### Work instruction
Would you give again, exactly, the lines running from the line with "Implementations MUST put a point on every instance of the poster" to the end of the data below, both included?
= Beginning of Section =
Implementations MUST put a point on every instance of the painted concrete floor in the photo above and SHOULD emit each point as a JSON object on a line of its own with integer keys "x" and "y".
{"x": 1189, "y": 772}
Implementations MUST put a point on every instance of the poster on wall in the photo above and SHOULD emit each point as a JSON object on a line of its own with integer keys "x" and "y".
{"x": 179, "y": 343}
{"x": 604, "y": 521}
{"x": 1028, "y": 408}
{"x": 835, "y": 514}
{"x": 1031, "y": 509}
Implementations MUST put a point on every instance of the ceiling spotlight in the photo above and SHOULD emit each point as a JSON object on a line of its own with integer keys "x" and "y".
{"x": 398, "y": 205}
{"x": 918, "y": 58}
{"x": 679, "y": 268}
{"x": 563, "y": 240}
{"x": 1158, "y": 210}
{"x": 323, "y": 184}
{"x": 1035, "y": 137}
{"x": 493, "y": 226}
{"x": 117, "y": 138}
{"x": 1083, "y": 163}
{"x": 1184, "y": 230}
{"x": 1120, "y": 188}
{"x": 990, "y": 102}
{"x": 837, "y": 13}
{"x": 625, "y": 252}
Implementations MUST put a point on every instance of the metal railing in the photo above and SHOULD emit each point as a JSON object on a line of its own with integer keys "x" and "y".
= End of Section =
### Response to this exercise
Implementations MUST put a point on every instance of the poster on wall in the photo above and SHOULD emit each point as a JSON object on a line of its own with integer keys "x" and "y".
{"x": 179, "y": 343}
{"x": 604, "y": 521}
{"x": 1028, "y": 408}
{"x": 835, "y": 514}
{"x": 1031, "y": 509}
Implementations MUST put a point on every instance of the ceiling spotlight in the photo above and SHOULD emit each point as a JSON object on a line of its own with integer keys "x" and "y".
{"x": 398, "y": 205}
{"x": 918, "y": 58}
{"x": 679, "y": 268}
{"x": 563, "y": 240}
{"x": 1158, "y": 210}
{"x": 323, "y": 184}
{"x": 1035, "y": 137}
{"x": 493, "y": 226}
{"x": 117, "y": 138}
{"x": 1083, "y": 163}
{"x": 1184, "y": 230}
{"x": 1120, "y": 188}
{"x": 990, "y": 102}
{"x": 837, "y": 13}
{"x": 625, "y": 252}
Implementations MUST put a point on every instance of the metal railing in the photo above and SHOULD emit each point as a JSON object on a line of its own with integer keys "x" and "y".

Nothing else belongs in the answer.